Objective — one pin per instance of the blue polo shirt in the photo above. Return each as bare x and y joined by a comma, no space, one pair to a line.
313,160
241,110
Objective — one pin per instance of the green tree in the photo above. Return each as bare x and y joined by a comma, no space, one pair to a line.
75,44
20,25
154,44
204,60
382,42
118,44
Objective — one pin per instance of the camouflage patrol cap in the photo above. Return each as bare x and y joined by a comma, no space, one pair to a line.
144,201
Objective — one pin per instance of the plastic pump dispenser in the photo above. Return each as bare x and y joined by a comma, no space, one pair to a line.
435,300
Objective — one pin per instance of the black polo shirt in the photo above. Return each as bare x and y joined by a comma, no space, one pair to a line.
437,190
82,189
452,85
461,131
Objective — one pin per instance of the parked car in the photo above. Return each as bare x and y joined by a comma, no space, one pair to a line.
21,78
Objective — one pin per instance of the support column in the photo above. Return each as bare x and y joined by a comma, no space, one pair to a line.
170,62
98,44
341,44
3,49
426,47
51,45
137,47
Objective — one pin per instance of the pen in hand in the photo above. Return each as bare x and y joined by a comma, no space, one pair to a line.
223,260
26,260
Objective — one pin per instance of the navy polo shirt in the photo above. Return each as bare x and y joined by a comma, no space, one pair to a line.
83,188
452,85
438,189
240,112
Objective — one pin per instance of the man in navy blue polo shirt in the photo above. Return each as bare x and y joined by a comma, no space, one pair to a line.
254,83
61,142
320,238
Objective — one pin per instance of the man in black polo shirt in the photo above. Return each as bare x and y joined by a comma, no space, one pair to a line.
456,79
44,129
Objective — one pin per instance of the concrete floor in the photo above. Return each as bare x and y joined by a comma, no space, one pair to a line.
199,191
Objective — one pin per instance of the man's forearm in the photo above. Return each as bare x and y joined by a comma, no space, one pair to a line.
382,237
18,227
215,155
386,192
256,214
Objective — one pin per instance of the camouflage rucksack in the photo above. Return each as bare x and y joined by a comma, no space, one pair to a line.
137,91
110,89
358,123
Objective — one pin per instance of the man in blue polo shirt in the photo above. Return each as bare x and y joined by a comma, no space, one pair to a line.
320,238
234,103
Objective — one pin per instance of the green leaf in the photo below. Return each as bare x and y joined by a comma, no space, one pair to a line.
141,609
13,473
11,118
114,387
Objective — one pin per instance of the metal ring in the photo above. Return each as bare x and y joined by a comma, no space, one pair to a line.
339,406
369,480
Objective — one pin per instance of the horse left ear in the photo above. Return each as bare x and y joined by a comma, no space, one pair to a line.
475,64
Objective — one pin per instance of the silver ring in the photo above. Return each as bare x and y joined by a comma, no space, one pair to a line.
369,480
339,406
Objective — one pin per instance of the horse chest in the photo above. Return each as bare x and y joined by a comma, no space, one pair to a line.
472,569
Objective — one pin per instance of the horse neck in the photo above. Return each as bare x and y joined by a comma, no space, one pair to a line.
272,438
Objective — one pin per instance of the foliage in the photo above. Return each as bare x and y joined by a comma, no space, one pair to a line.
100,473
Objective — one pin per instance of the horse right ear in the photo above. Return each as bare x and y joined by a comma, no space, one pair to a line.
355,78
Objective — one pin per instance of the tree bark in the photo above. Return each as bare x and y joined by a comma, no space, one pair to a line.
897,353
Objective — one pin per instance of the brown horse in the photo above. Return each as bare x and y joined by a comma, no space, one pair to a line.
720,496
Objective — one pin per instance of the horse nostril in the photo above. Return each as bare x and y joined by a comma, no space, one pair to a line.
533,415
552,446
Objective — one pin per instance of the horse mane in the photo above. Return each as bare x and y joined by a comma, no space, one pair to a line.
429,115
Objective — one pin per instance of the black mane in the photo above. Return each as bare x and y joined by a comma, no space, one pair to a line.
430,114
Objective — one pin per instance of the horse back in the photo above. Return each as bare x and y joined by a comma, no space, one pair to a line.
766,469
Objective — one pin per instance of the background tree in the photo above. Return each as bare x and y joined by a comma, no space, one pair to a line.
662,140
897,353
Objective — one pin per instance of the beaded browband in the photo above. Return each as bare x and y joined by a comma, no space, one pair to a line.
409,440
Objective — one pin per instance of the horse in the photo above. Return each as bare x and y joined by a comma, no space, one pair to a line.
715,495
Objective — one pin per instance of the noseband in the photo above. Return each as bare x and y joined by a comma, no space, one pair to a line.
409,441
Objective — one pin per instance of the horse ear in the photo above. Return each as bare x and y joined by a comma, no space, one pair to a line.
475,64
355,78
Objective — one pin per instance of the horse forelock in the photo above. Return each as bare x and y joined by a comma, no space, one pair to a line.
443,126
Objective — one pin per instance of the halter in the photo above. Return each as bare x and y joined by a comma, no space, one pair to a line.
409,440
════════════════════
### [Instructions to follow]
Print each entry exactly as it appears above.

### [Answer below]
Objective — one pin per instance of the blue polo shirt in the photo above. Return each as bare x and y joined by a comma, no space, one pair to a line.
313,160
241,110
Objective — one pin per instance of the green tree in the photo above. Return each as bare x and y joined by a comma, no space, one pair to a line.
75,44
20,25
154,44
204,60
382,42
118,44
Objective — one pin per instance of the camouflage patrol cap in the photo above. Return each as bare x and y joined by a comma, no space, one pair to a line.
144,201
Objective — one pin per instance of the plastic pump dispenser in the photo above. Return each as bare x and y joined by a comma, no space, one pair to a line.
435,300
Objective — one pin per instance of the black polo shirt in the photo above. Return each as bare x and y joined by a comma, no space, one pair to a line.
437,190
82,189
452,85
461,131
Objective — one pin per instance of the parked car in the photo above. Return each as bare x and y joined by a comma, no space, one pair to a line.
21,78
Objective — one pin per instance of the support column in the photo above. Return each as bare x and y joined by a comma, no space, one pair to a line.
170,62
98,44
341,44
3,49
426,47
51,45
137,47
Objective — one pin per instance of the pen in hand in the photo above. Return each as bare x and y joined by a comma, no space, one pair to a line.
223,260
26,260
Objective — one pin per instance of the navy polo shirt in the photo above. Return each as bare x and y joined by a comma, no space, one pair to a line.
83,188
452,85
438,189
240,112
Objective — one pin per instance of the man in navy blue polo shirt in the photo above. Return each as bare x and y joined by a comma, no space, one pair to a line.
254,83
61,142
320,238
Objective — one pin per instance of the man in black polo shirt in the photo above. Return each as bare x and y joined by a comma, no space, one pair to a line.
456,79
44,129
Objective — one pin per instance of the concrete floor in the photo above. Return each as bare x and y joined by a comma, no space, one pair to a line.
199,191
Objective — one pin per instance of the man's forearm in the photo above. Return each as bare x and y joined by a comma, no space, one pair to a line.
382,237
18,227
215,155
386,192
256,214
Objective — one pin per instance of the camouflage rucksack in the photo above. Return each as bare x and y joined by a comma, no space, one pair to a line.
137,91
110,89
358,123
Objective — one pin per instance of the man in blue polo shirt in the photo above. Return each as bare x and y joined by a comma, no space, one pair to a line.
320,238
234,103
Objective — one pin per instance of the green leaf in the photo below. Return each as bare x and y joined by a comma, no space, one pair to a line.
141,609
13,473
11,118
114,387
Objective — one pin per instance of the metal ring in the photo above. Return each as bare x and y joined by a comma, no space, one pair to a line.
339,406
369,480
Objective — one pin per instance of the horse left ear in the photo above. Return each as bare x and y joined by a comma, no space, one pair to a line.
475,64
Objective — one pin per instance of the silver ring in the photo above. Return each as bare x and y joined by a comma, no space, one pair to a line.
369,480
339,406
Objective — one pin per instance of the horse chest in the photo above. Return each as bare x and y joined by a comma, no space, one pair to a line.
472,569
Objective — one pin per instance of the horse neck in the photo above. Return each as bare x and y joined by a comma, no space, one pair to a line.
272,438
Objective — one pin per instance of the foliage in the photo above. Return each as bare x and y joined by a comma, no space, one pair to a line.
100,473
Objective — one pin per instance of the horse right ear in the photo above. Return each as bare x and y joined by a comma, no space, one pair to a line.
355,78
Objective — one pin per instance of the tree bark in the photo above. Return each as bare x and y joined by a comma, no space, one pair to a line.
897,353
Objective — one pin per instance of the brown horse in the photo above. Return each as bare x and y joined by a comma, no space, one pair to a line.
720,496
Objective — one pin per instance of the horse nostril in the photo above. Return each as bare x and y joined by a comma, no space, one pair to a line.
533,415
552,446
Objective — one pin per instance of the horse mane in the photo above. Return each as bare x and y joined by a comma, no space, one pair to a line.
429,115
Objective — one pin per instance of the black mane in the photo above. Return each as bare x and y joined by a comma, no space, one pair to a line.
430,114
Objective — one pin per instance of the horse back in the photo above. Return each as bare x and y joined by a comma, no space, one pair to a line.
766,469
Objective — one pin per instance of the background tree in the photo above. Return each as bare x and y joined by a comma, no space, one pair to a line.
662,140
897,353
Objective — one pin per instance of the beaded browband in the photo above. Return each as bare x and y joined by a comma, no space, one pair to a line.
409,440
Objective — one pin per instance of the horse in the photo above. Return each as bare x and y joined by a comma, no space, one pair to a line.
715,495
Objective — one pin per instance of the noseband in the photo above. Return each as bare x and y joined by a comma, no space, one pair to a line.
409,441
Objective — one pin per instance of the horse ear in the photo above. Return each as bare x and y joined by a comma, no space, one pair to a line.
475,64
355,78
Objective — one pin per instance of the horse forelock in the photo above. Return each as bare x and y joined by a comma, no space, one pair to a line.
443,126
Objective — one pin per instance of the halter in the photo above. Return each as bare x and y joined by a comma, no space, one pair to a line.
409,440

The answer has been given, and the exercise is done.